EXERCISE TASKS:
1. Transcribe the wave model description word for word, beginning at "The ECMWF Ocean" and stopping after "boundary layer winds.".
2. Pick out every line of the listing that contains the string "crowd", and copy each one. Case counts.

PAGE TEXT:
The ECMWF Ocean Wave Model (ECWAM) evaluates the 2-dimensional surface wave spectrum, in both oceanic and coastal waters. This describes how much wave energy is present for given sea wave frequencies and associated propagation directions. That part of the spectrum under the direct influence of the local wind is called “wind-wave" or "windsea”; the remaining part is usually referred to as “swell”. Changes in the wave spectrum are derived from the processes of:
- wave advection,
- wave refraction,
- wind-wave generation,
- wave dissipation due to white capping and bottom friction,
- non-linear wave interactions.
ECWAM has two-way interaction with the Atmospheric models:
- ECWAM supplies surface roughness (according to the forecast sea state) which is used to specify boundary layer winds.
- Atmospheric models supply surface wind conditions, and these dominate sea-surface wave development.

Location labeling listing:
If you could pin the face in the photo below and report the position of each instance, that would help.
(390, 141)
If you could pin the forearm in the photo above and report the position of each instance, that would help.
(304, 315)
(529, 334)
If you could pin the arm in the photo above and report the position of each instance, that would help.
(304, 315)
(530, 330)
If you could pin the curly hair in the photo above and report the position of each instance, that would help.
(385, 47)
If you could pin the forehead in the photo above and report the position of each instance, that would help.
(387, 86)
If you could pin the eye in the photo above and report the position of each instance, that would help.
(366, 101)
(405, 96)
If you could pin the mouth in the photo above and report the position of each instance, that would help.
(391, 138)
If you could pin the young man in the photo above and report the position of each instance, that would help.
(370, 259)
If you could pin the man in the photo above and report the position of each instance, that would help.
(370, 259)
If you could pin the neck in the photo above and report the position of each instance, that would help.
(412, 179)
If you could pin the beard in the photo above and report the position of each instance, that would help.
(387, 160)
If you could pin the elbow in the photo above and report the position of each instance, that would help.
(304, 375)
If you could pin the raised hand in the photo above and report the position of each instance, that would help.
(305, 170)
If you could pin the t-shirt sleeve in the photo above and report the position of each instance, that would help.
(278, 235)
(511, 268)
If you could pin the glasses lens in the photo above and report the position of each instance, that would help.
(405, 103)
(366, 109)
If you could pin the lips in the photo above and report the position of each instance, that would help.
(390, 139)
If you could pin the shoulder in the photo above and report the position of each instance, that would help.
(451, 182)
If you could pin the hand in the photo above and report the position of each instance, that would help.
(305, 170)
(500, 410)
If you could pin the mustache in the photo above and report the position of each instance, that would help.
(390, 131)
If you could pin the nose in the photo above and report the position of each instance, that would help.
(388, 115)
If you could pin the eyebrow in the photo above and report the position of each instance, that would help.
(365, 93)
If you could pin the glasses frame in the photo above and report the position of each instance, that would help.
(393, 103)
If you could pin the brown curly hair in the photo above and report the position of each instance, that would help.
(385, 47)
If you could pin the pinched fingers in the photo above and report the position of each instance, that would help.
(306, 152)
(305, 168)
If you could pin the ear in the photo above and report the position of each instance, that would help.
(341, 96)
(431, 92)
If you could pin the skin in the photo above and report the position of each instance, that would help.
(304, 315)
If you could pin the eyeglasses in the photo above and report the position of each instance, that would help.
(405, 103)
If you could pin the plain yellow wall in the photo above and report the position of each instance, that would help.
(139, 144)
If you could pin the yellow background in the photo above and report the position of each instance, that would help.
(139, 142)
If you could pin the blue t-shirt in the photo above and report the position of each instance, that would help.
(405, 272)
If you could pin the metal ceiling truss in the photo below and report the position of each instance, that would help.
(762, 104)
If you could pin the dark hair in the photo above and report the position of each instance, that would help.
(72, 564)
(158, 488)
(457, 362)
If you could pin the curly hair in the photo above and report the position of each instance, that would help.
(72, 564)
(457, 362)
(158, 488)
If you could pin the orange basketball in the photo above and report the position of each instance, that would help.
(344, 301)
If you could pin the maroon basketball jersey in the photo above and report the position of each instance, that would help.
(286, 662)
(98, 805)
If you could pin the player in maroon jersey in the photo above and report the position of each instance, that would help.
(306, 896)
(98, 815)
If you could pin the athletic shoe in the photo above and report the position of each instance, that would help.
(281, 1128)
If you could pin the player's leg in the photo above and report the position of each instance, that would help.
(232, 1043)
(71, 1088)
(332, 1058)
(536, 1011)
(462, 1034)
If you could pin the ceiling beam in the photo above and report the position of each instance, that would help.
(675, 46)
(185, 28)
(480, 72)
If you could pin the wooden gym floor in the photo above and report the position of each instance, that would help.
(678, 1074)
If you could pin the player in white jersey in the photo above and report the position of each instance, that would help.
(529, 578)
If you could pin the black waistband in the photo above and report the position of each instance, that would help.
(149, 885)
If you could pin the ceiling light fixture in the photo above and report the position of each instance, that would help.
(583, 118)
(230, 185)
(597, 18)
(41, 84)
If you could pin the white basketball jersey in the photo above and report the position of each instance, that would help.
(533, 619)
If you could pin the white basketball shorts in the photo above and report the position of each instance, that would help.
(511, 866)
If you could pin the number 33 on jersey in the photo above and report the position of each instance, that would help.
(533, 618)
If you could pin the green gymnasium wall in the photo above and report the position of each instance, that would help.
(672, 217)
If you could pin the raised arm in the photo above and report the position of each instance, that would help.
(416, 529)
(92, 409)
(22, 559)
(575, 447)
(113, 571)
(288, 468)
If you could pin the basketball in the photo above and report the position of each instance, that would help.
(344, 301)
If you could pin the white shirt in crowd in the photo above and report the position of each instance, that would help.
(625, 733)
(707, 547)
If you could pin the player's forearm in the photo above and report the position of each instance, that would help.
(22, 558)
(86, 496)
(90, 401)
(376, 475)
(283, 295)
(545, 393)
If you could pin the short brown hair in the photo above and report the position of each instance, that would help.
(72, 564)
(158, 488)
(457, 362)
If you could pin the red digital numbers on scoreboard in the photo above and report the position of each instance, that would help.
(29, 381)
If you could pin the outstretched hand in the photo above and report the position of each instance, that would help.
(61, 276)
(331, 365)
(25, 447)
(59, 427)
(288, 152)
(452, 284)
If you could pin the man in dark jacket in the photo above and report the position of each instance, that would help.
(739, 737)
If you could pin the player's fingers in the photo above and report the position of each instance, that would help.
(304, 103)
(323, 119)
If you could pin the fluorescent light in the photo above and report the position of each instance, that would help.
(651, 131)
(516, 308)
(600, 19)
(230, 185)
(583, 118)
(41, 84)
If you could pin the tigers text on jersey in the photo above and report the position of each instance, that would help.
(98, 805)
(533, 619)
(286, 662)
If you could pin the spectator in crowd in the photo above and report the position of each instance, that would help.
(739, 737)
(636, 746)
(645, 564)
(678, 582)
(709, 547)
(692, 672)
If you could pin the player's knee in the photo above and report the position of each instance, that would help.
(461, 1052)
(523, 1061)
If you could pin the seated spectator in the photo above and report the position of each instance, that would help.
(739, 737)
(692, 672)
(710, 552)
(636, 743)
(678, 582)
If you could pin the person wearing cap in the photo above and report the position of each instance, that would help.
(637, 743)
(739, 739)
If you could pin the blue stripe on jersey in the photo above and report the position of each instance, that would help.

SOLUTIONS BELOW:
1.
The ECMWF Ocean Wave Model (ECWAM) evaluates the 2-dimensional surface wave spectrum, in both oceanic and coastal waters. This describes how much wave energy is present for given sea wave frequencies and associated propagation directions. That part of the spectrum under the direct influence of the local wind is called “wind-wave" or "windsea”; the remaining part is usually referred to as “swell”. Changes in the wave spectrum are derived from the processes of:
- wave advection,
- wave refraction,
- wind-wave generation,
- wave dissipation due to white capping and bottom friction,
- non-linear wave interactions.
ECWAM has two-way interaction with the Atmospheric models:
- ECWAM supplies surface roughness (according to the forecast sea state) which is used to specify boundary layer winds.

2.
If you could pin the white shirt in crowd in the photo above and report the position of each instance, that would help.
If you could pin the spectator in crowd in the photo above and report the position of each instance, that would help.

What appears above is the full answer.